▶ [BEREITGESTELLTER AUSZUG]
FC St. Pauli besiegt Hansa Rostock

Dennoch blieb es vergleichsweise entspannt, und ein Griff ins Klo war die Begegnung zumindest für die Mannschaft von Cheftrainer Fabian Hürzeler ebenso nicht. Durch den 1:0 (0:0)-Heimsieg holte sie sich nicht nur die Tabellenführung der Zweiten Liga vorübergehend zurück, nun fehlen nur noch fünf Punkte, um ganz sicher in die Bundesliga aufzusteigen. Vermutlich dürften schon weniger reichen. 29.163 Zuschauer – zumindest fast alle von ihnen – feierten die bevorstehende Krönung und ihr Siegerteam.

▶ [ARBEITSAUFTRAG 1] Gib den Absatz des Auszugs, der mit „Dennoch blieb es vergleichsweise entspannt“ beginnt, in kürzerer Form wieder, ohne seine wesentlichen Fakten zu verlieren.
▶ [ARBEITSAUFTRAG 2] Schreibe aus dem Auszug den Abschnitt von „FC St. Pauli“ bis „und ihr Siegerteam.“ wortgetreu ab.

▶ [BEREITGESTELLTE DATEN]
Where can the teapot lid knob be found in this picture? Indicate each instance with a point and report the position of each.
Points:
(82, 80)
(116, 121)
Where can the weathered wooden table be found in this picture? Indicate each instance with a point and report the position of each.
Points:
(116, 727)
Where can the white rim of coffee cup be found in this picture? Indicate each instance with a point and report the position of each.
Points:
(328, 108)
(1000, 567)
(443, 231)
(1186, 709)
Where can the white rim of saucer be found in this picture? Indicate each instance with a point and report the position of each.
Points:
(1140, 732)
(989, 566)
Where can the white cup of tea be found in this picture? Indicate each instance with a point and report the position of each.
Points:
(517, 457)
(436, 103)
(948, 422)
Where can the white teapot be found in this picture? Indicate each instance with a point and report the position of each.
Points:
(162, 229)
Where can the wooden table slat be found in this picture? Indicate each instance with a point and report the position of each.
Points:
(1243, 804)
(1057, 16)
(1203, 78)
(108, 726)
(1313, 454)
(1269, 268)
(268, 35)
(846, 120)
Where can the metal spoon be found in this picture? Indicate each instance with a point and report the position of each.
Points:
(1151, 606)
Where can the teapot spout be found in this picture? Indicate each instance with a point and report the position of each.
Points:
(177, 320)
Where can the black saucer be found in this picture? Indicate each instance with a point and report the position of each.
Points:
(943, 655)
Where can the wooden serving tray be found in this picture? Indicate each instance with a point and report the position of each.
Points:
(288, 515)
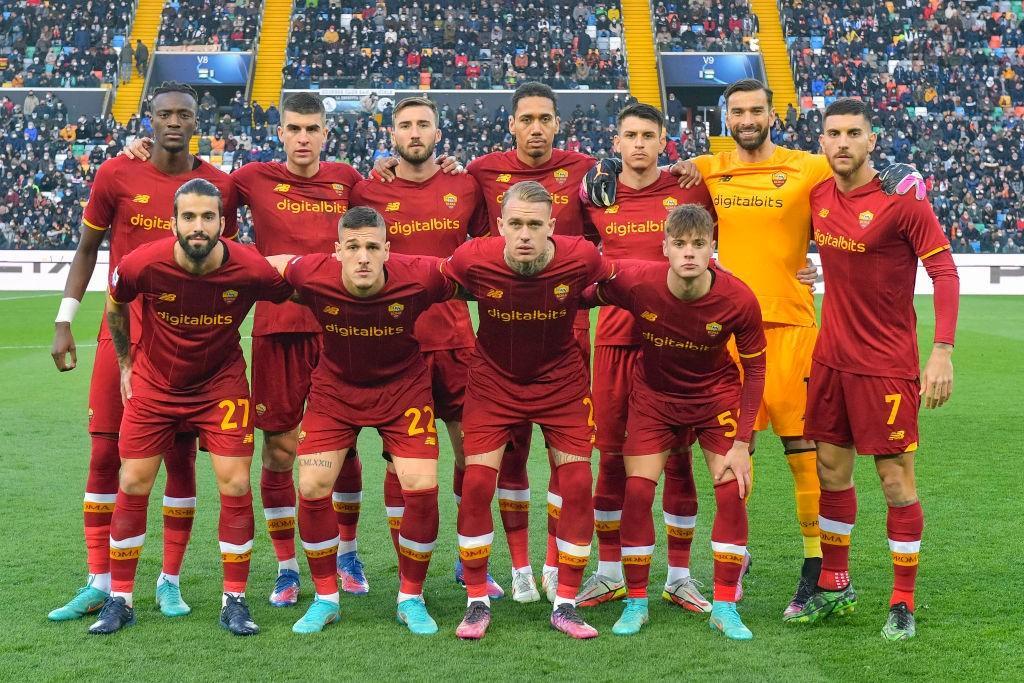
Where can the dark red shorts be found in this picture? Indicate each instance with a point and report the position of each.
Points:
(283, 365)
(657, 423)
(449, 372)
(401, 411)
(561, 407)
(224, 425)
(104, 391)
(876, 415)
(612, 382)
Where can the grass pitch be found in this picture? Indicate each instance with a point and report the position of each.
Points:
(968, 601)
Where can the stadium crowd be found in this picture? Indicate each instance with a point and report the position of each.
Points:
(706, 26)
(61, 44)
(465, 45)
(224, 25)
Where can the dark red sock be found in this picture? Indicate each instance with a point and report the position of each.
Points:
(347, 500)
(904, 525)
(576, 525)
(837, 513)
(728, 540)
(394, 505)
(679, 505)
(127, 538)
(318, 531)
(100, 495)
(608, 505)
(638, 534)
(476, 528)
(236, 531)
(278, 492)
(417, 539)
(179, 501)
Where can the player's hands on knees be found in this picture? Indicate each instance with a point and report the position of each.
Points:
(808, 275)
(384, 169)
(688, 173)
(64, 343)
(937, 378)
(450, 165)
(738, 462)
(125, 384)
(138, 148)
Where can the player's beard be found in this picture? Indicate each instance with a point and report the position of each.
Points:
(197, 254)
(418, 157)
(751, 145)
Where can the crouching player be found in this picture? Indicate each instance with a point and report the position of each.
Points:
(371, 374)
(188, 374)
(685, 380)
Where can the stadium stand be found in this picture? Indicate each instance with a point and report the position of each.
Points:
(223, 25)
(61, 44)
(706, 26)
(465, 45)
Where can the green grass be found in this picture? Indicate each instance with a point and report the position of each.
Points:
(968, 605)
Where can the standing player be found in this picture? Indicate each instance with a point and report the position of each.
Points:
(430, 214)
(188, 372)
(865, 382)
(634, 227)
(685, 380)
(371, 374)
(526, 368)
(761, 194)
(129, 205)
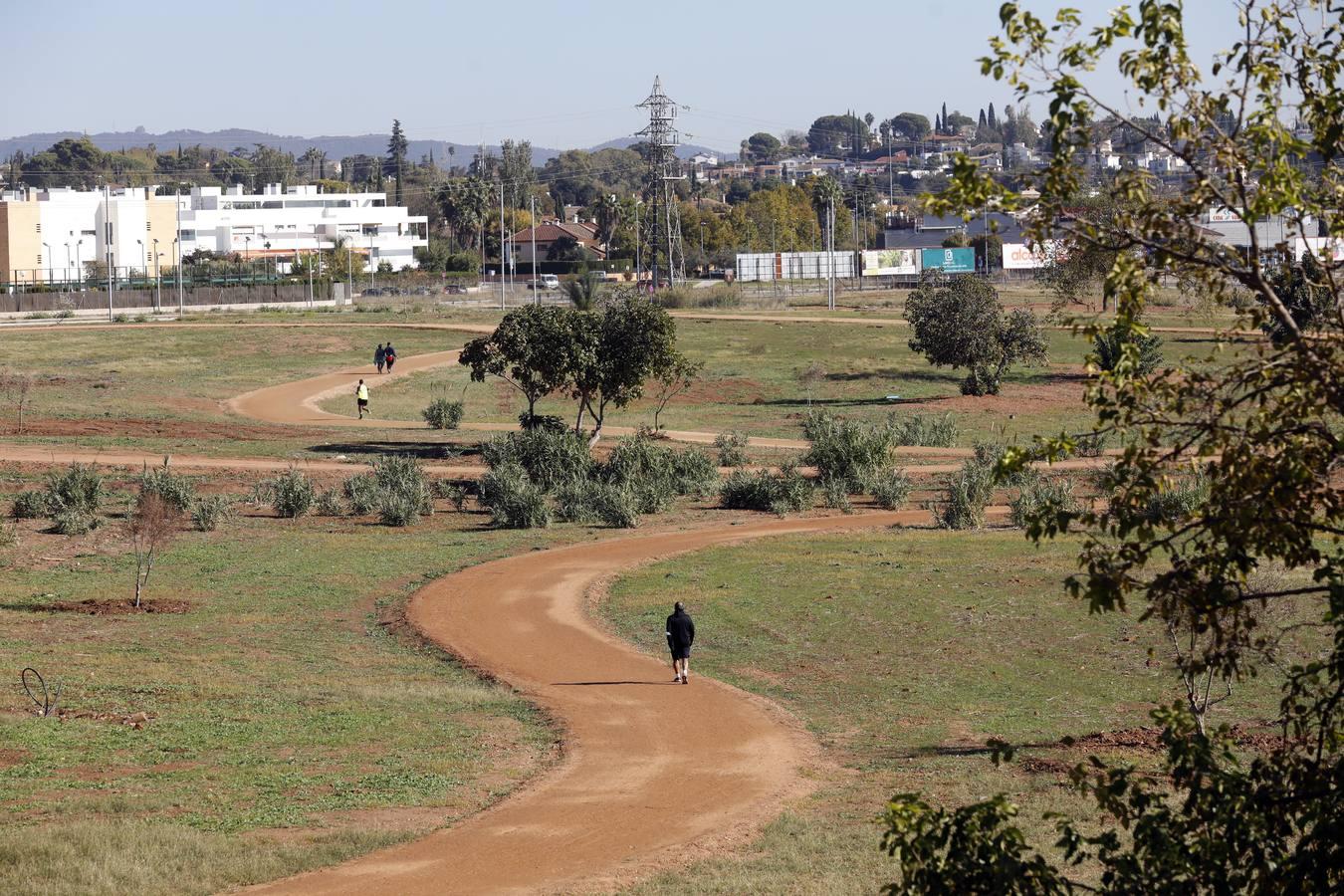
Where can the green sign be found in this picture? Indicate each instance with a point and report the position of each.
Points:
(951, 261)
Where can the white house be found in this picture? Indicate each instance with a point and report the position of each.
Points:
(277, 223)
(53, 234)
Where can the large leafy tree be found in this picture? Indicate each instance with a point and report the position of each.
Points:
(617, 350)
(960, 323)
(530, 349)
(1266, 426)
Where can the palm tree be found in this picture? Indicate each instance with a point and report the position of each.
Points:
(583, 292)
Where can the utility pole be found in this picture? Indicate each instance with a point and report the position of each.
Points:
(664, 169)
(535, 277)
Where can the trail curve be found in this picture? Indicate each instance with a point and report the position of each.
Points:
(651, 768)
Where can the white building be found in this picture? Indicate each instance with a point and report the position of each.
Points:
(54, 234)
(279, 222)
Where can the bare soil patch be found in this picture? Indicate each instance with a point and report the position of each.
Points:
(118, 606)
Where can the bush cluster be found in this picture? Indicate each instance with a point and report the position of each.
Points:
(783, 492)
(172, 489)
(540, 474)
(732, 449)
(70, 499)
(444, 414)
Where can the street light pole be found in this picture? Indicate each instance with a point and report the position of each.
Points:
(158, 283)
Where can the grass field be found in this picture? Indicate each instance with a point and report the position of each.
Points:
(903, 652)
(752, 383)
(288, 726)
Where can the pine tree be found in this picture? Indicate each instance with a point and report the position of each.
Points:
(396, 148)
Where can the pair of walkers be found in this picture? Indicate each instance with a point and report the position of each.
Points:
(384, 356)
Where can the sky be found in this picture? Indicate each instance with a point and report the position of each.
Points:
(560, 74)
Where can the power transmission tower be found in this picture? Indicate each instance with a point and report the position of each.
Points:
(661, 140)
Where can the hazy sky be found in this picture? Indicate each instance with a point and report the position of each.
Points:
(560, 74)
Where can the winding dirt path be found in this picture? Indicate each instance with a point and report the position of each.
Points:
(651, 768)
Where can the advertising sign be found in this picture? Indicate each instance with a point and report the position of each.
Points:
(951, 261)
(1021, 257)
(890, 262)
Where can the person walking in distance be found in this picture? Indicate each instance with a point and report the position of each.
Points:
(361, 398)
(680, 635)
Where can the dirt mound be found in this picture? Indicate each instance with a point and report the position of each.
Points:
(118, 606)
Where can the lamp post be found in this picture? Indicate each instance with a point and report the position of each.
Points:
(158, 295)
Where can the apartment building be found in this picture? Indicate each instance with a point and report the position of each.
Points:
(51, 235)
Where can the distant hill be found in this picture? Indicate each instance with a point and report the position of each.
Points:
(684, 150)
(335, 146)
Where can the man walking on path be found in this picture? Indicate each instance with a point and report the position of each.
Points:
(680, 635)
(361, 398)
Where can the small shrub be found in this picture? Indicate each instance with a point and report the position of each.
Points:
(732, 449)
(835, 495)
(329, 504)
(890, 489)
(967, 495)
(208, 512)
(444, 414)
(847, 452)
(1108, 348)
(30, 506)
(1180, 500)
(764, 491)
(73, 522)
(588, 503)
(549, 458)
(514, 500)
(175, 491)
(403, 492)
(292, 493)
(1041, 496)
(360, 493)
(546, 422)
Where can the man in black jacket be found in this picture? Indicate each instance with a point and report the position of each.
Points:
(680, 635)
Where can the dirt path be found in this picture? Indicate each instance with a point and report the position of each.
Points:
(651, 768)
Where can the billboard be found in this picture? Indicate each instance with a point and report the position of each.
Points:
(890, 262)
(1021, 257)
(951, 261)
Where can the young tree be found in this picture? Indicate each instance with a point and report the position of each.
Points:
(531, 350)
(18, 389)
(960, 323)
(152, 526)
(617, 350)
(1212, 819)
(396, 149)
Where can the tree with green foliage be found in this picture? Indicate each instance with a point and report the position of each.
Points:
(617, 350)
(837, 134)
(960, 323)
(396, 149)
(1213, 817)
(910, 125)
(761, 148)
(531, 349)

▶ [ERGEBNIS 1] Die Mannschaft von Cheftrainer Fabian Hürzeler gewann vergleichsweise entspannt mit 1:0 (0:0) zu Hause. Damit eroberte sie vorübergehend die Tabellenführung der Zweiten Liga zurück. Ihr fehlen nur noch fünf Punkte zum sicheren Aufstieg in die Bundesliga, vermutlich reichen schon weniger. Fast alle der 29.163 Zuschauer feierten die bevorstehende Krönung und das Siegerteam.

▶ [ERGEBNIS 2]
FC St. Pauli besiegt Hansa Rostock

Dennoch blieb es vergleichsweise entspannt, und ein Griff ins Klo war die Begegnung zumindest für die Mannschaft von Cheftrainer Fabian Hürzeler ebenso nicht. Durch den 1:0 (0:0)-Heimsieg holte sie sich nicht nur die Tabellenführung der Zweiten Liga vorübergehend zurück, nun fehlen nur noch fünf Punkte, um ganz sicher in die Bundesliga aufzusteigen. Vermutlich dürften schon weniger reichen. 29.163 Zuschauer – zumindest fast alle von ihnen – feierten die bevorstehende Krönung und ihr Siegerteam.